==== Supplied passage

Heartland: A Memoir of Working Hard and Being Broke in the Richest Country on Earth is a 2018 non-fiction book by American journalist Sarah Smarsh. The book contains events from her life and the lives of her relatives, and it focuses on cycles of poverty and social class in the U.S. state of Kansas. Heartland was a finalist for the National Book Award for nonfiction in 2018 and a 2019 recipient of the Kansas Notable Book Award.

== Synopsis ==
Smarsh begins the book by focusing on previous generations of her family, each of them facing hardships due to poverty. Her maternal grandmother Betty moves far and frequently to escape difficult situations, layoffs, abusive men, and violent neighborhoods. Betty's seventh husband Arnie owned a farm, finally offering Betty some security. Though they struggle to make enough money, Sarah has fond memories of playing and working hard on their farm. Sarah's father, Nick, owns a foundation-laying business that evaporates when construction slows during the economic downturn in the early 1980s. Growing up in poverty on a Kansas farm, Sarah maintains a mixture of pride in her family's hard work and shame that the U.S. heaps on poor people, having fallen behind in a "supposed meritocracy."

========

### Task
Using the passage on Heartland, explain in one to three sentences why Nick's foundation-laying business evaporates.

==== Given information

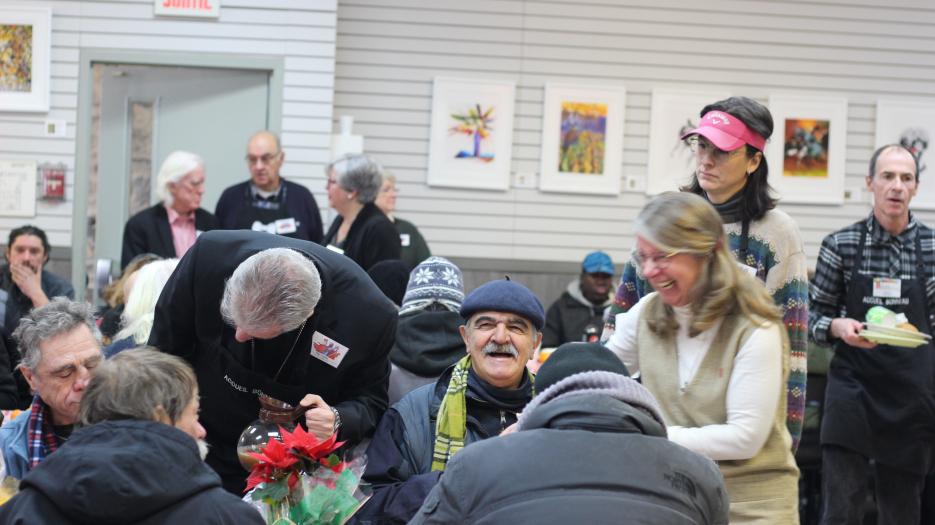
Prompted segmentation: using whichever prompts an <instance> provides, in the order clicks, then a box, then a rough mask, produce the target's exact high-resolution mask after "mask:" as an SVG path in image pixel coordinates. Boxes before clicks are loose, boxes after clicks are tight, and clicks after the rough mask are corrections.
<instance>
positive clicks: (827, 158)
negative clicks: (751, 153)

========

### Output
Nick's foundation-laying business evaporates because construction slows during the economic downturn of the early 1980s.